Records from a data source

──────

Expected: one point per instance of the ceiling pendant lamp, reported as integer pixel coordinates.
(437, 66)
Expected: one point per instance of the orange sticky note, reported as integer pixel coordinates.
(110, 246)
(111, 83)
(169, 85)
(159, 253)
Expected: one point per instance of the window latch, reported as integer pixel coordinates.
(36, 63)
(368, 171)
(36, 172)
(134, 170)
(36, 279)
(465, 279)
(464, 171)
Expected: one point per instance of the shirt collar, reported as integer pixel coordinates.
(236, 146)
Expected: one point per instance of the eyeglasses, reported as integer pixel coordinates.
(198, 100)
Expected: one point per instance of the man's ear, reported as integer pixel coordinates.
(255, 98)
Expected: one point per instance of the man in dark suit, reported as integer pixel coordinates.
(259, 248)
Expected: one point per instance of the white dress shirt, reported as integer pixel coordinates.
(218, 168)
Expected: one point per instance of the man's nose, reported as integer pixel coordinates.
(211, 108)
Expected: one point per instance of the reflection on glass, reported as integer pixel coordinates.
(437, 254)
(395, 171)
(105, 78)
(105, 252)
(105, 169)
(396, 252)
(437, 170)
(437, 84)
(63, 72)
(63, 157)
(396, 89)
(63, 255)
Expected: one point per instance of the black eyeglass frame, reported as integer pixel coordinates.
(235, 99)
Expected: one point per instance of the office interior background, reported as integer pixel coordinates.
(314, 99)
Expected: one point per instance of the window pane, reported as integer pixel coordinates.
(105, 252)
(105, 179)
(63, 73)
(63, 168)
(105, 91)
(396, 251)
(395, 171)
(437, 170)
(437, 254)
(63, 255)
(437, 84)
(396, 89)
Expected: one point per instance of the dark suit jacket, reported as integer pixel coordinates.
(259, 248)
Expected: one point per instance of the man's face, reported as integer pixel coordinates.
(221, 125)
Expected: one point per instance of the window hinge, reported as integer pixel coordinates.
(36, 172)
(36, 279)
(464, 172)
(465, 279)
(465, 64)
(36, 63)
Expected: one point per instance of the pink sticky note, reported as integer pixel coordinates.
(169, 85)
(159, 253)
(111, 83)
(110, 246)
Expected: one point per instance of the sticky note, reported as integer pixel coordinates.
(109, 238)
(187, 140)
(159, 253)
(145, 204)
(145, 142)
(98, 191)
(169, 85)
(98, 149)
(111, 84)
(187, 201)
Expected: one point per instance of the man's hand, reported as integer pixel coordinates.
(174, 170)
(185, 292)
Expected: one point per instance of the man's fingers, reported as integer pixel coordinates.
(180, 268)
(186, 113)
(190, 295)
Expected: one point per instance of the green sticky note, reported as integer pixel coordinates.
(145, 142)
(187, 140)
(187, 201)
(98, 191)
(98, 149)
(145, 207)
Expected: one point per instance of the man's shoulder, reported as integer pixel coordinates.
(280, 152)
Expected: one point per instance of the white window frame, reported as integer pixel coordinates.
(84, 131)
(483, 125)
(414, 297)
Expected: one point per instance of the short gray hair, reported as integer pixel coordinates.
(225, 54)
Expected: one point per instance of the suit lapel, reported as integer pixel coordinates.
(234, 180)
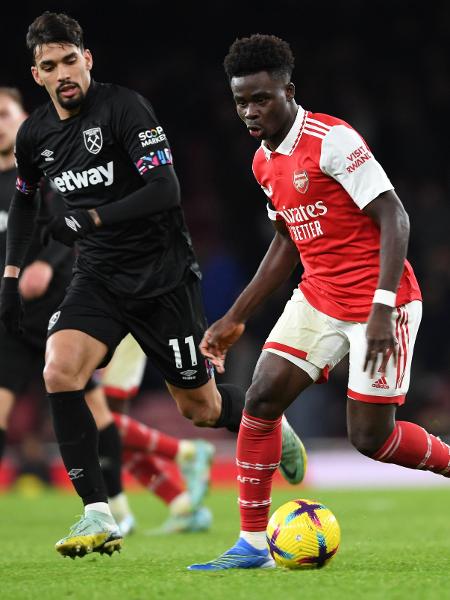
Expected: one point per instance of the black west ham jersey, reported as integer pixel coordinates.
(99, 156)
(59, 256)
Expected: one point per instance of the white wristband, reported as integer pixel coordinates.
(385, 297)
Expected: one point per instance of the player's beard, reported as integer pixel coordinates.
(71, 103)
(6, 150)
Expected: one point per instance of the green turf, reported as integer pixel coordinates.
(395, 545)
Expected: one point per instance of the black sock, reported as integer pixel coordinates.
(233, 400)
(110, 452)
(77, 437)
(2, 443)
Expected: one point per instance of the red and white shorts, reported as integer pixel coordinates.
(316, 343)
(124, 373)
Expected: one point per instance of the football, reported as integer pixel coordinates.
(303, 534)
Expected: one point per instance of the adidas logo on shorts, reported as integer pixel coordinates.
(381, 384)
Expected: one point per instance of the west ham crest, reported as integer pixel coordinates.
(300, 181)
(93, 140)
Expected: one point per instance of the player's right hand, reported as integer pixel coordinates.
(11, 307)
(219, 338)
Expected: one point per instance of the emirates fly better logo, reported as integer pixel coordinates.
(300, 181)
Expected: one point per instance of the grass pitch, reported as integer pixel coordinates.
(395, 546)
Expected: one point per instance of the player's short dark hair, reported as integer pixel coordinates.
(14, 94)
(54, 28)
(257, 53)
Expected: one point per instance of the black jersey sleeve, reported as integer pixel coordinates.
(143, 139)
(24, 205)
(139, 132)
(54, 253)
(28, 174)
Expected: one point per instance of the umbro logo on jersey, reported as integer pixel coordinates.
(381, 384)
(48, 155)
(70, 181)
(53, 319)
(301, 181)
(93, 140)
(72, 223)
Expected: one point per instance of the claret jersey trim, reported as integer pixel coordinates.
(25, 188)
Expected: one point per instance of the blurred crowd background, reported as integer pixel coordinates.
(383, 67)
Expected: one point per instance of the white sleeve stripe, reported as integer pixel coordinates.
(316, 122)
(314, 133)
(346, 158)
(272, 213)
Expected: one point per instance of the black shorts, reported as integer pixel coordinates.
(168, 327)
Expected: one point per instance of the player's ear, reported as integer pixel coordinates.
(290, 91)
(88, 58)
(35, 73)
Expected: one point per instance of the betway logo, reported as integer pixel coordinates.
(70, 181)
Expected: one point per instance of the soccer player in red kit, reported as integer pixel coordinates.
(334, 208)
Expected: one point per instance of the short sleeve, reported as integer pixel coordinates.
(346, 157)
(28, 175)
(140, 133)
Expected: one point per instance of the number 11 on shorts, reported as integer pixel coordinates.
(177, 354)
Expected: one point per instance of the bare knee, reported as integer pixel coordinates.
(198, 412)
(200, 405)
(369, 425)
(261, 403)
(62, 376)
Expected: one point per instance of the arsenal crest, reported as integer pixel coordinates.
(300, 181)
(93, 140)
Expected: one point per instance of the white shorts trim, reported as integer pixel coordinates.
(313, 371)
(304, 333)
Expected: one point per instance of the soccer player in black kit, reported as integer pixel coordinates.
(105, 151)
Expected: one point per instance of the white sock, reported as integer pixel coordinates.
(99, 507)
(119, 506)
(257, 539)
(181, 505)
(186, 450)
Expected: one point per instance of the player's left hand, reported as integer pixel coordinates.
(68, 227)
(381, 342)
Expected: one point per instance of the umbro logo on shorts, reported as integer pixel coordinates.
(75, 474)
(53, 319)
(72, 223)
(189, 374)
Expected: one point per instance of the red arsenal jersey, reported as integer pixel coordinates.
(318, 181)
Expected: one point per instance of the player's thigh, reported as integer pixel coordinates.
(169, 329)
(73, 353)
(7, 398)
(391, 381)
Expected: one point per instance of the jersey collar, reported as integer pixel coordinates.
(290, 142)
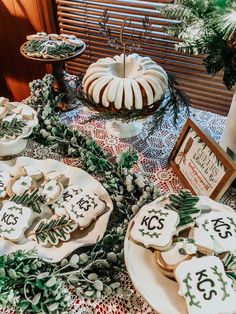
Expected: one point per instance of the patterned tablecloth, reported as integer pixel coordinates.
(153, 155)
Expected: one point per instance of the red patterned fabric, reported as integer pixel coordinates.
(153, 162)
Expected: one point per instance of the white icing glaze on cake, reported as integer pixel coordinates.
(154, 226)
(14, 220)
(220, 227)
(205, 286)
(4, 180)
(144, 83)
(21, 185)
(84, 208)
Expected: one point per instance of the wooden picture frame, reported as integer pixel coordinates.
(200, 163)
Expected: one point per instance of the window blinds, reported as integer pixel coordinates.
(81, 17)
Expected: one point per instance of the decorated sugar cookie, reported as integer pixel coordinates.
(84, 208)
(167, 261)
(3, 108)
(64, 201)
(52, 191)
(49, 232)
(20, 185)
(58, 176)
(205, 286)
(27, 113)
(14, 220)
(220, 228)
(31, 171)
(154, 226)
(203, 241)
(4, 180)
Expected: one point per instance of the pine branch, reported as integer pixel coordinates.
(34, 200)
(11, 128)
(184, 204)
(179, 13)
(55, 229)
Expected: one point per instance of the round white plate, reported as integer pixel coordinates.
(88, 236)
(159, 291)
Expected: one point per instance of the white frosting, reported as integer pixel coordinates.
(202, 239)
(10, 117)
(154, 226)
(172, 256)
(105, 78)
(189, 248)
(32, 171)
(65, 199)
(2, 110)
(3, 101)
(53, 175)
(51, 190)
(84, 208)
(4, 180)
(220, 227)
(205, 286)
(21, 185)
(14, 220)
(27, 112)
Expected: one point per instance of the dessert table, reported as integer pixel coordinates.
(153, 154)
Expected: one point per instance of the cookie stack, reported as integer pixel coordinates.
(44, 207)
(191, 245)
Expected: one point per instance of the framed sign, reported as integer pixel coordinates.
(201, 163)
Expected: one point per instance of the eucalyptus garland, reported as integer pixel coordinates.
(174, 102)
(93, 272)
(11, 128)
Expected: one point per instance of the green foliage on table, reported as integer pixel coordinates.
(94, 272)
(34, 200)
(49, 48)
(50, 231)
(229, 262)
(11, 128)
(28, 284)
(207, 27)
(184, 204)
(174, 102)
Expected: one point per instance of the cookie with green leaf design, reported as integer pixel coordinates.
(181, 250)
(205, 286)
(85, 208)
(216, 231)
(5, 178)
(184, 203)
(154, 226)
(14, 220)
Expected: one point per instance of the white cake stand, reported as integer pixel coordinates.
(121, 129)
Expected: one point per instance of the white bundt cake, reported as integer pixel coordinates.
(144, 83)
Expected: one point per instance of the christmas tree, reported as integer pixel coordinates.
(207, 27)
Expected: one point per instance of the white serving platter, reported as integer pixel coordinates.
(14, 147)
(79, 238)
(159, 291)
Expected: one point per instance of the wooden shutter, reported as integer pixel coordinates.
(80, 17)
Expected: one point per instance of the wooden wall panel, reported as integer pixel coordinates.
(19, 18)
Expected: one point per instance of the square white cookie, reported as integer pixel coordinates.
(205, 286)
(220, 228)
(84, 208)
(154, 226)
(14, 220)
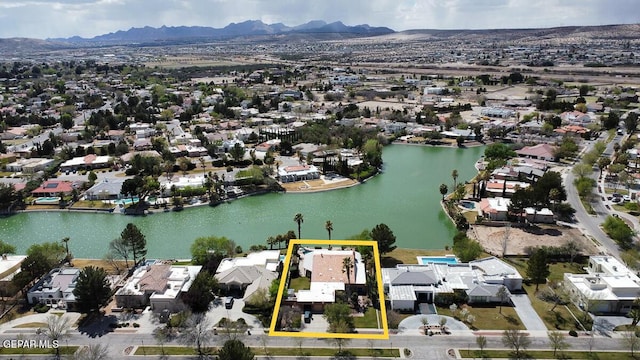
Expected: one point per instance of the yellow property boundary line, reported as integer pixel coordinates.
(281, 289)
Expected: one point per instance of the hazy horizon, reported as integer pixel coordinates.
(89, 18)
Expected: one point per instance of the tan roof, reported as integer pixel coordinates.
(156, 278)
(328, 268)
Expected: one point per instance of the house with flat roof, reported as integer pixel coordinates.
(607, 287)
(406, 286)
(159, 286)
(55, 289)
(298, 173)
(246, 275)
(324, 268)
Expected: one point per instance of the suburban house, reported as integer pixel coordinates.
(30, 166)
(107, 189)
(541, 151)
(495, 208)
(298, 173)
(246, 275)
(55, 289)
(607, 287)
(407, 286)
(159, 286)
(86, 163)
(325, 269)
(53, 188)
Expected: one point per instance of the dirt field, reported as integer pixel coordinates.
(491, 238)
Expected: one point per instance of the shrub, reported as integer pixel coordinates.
(41, 308)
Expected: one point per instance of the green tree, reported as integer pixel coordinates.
(631, 122)
(8, 197)
(56, 329)
(135, 241)
(202, 247)
(338, 315)
(237, 152)
(619, 231)
(443, 190)
(298, 219)
(6, 248)
(235, 350)
(92, 289)
(329, 227)
(385, 238)
(201, 292)
(538, 267)
(66, 121)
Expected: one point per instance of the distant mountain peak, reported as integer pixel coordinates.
(244, 28)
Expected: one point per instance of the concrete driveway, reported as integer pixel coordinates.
(527, 314)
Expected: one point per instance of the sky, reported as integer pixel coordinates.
(87, 18)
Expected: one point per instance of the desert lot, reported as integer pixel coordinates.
(491, 237)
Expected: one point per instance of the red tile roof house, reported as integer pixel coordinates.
(53, 188)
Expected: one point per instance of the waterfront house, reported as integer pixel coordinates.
(407, 286)
(160, 286)
(541, 151)
(55, 289)
(325, 270)
(51, 188)
(607, 287)
(298, 173)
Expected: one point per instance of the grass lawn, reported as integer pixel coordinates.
(560, 318)
(260, 351)
(31, 325)
(92, 205)
(542, 354)
(64, 350)
(490, 318)
(300, 283)
(369, 320)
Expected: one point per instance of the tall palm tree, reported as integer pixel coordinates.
(329, 226)
(454, 175)
(347, 265)
(298, 219)
(443, 190)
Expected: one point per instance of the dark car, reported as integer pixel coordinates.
(228, 303)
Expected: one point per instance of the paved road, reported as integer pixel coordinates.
(529, 317)
(590, 224)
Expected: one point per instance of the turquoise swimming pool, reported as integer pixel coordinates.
(47, 200)
(127, 201)
(424, 260)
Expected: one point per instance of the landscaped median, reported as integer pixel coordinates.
(279, 351)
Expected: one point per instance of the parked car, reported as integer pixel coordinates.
(228, 303)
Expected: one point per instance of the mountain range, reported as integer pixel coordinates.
(233, 30)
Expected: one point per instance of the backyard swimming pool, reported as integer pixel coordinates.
(449, 259)
(47, 200)
(468, 204)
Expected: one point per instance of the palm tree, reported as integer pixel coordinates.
(454, 175)
(329, 226)
(298, 219)
(443, 190)
(66, 246)
(347, 265)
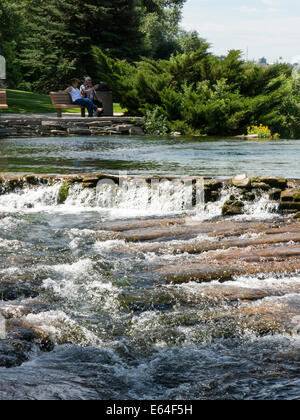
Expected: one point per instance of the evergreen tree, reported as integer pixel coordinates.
(61, 34)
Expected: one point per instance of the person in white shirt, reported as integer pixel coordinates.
(87, 90)
(78, 99)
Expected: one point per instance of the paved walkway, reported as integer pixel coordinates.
(50, 116)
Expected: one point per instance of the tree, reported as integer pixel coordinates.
(63, 32)
(160, 25)
(11, 33)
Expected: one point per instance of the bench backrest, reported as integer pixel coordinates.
(2, 97)
(60, 98)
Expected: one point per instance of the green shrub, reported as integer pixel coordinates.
(206, 94)
(156, 123)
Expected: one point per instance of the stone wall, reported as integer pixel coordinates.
(51, 126)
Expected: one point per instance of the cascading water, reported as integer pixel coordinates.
(107, 327)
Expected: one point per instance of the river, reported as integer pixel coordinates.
(114, 328)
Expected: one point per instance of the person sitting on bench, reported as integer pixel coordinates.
(87, 90)
(79, 100)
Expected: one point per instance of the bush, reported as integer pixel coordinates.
(156, 123)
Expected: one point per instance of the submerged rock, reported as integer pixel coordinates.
(63, 192)
(290, 200)
(233, 208)
(241, 181)
(275, 194)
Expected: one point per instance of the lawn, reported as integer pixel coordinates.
(20, 102)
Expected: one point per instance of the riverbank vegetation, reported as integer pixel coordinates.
(21, 102)
(155, 69)
(201, 92)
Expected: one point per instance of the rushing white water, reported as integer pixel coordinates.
(118, 331)
(137, 198)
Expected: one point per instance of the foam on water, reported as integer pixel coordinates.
(134, 200)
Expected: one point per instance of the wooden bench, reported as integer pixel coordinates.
(62, 100)
(3, 104)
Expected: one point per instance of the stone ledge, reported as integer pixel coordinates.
(48, 126)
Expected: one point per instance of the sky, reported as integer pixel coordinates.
(268, 28)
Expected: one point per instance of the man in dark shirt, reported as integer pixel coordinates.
(88, 91)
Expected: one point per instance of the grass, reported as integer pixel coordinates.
(20, 102)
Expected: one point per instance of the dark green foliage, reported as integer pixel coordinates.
(204, 93)
(11, 30)
(62, 33)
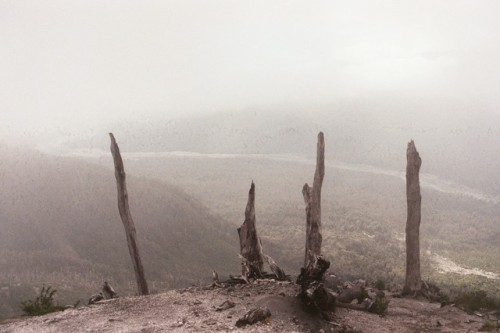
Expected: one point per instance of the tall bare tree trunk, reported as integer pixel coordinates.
(312, 198)
(126, 217)
(413, 281)
(250, 246)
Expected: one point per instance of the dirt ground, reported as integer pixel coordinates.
(194, 310)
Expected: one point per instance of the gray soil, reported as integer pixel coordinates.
(194, 310)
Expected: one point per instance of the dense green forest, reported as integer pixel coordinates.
(60, 224)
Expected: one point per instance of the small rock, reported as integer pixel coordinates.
(224, 306)
(253, 316)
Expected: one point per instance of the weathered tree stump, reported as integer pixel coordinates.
(126, 217)
(312, 199)
(413, 280)
(250, 246)
(251, 254)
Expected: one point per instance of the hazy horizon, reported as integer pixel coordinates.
(73, 68)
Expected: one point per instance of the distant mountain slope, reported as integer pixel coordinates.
(60, 225)
(459, 143)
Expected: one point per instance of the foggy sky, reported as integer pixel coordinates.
(69, 65)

──────

» Requirements
Return, unchanged, each line from the line containing "Expected: one point per instance of the tall bare" through the last line of the material.

» Solution to this task
Expected: one point per instance of the tall bare tree trunk, reported as integer pixel coordinates.
(312, 198)
(126, 217)
(413, 281)
(250, 246)
Expected: one point per instance of the dirt ground, reported as integer pixel coordinates.
(194, 310)
Expected: one point per instance of the gray soil, reported as integer pixel coordinates.
(194, 310)
Expected: one point per instance of the dense green forest, reported as integer pixel coordinates.
(60, 224)
Expected: one point per instance of the small rock, reported as integer pixel coordinates.
(224, 306)
(253, 316)
Expected: one point per instance of the weathered tree stump, reported as integer pixel coordinates.
(126, 217)
(312, 199)
(413, 280)
(250, 246)
(251, 254)
Expected: one point per instance of the hazy horizon, reported as integer pixel coordinates.
(73, 68)
Expected: one point per instance of the distant mountain slope, reported as integer pixel coordinates.
(60, 225)
(459, 143)
Expected: one point per instance of the foggy sky, reported as integer pixel coordinates.
(69, 65)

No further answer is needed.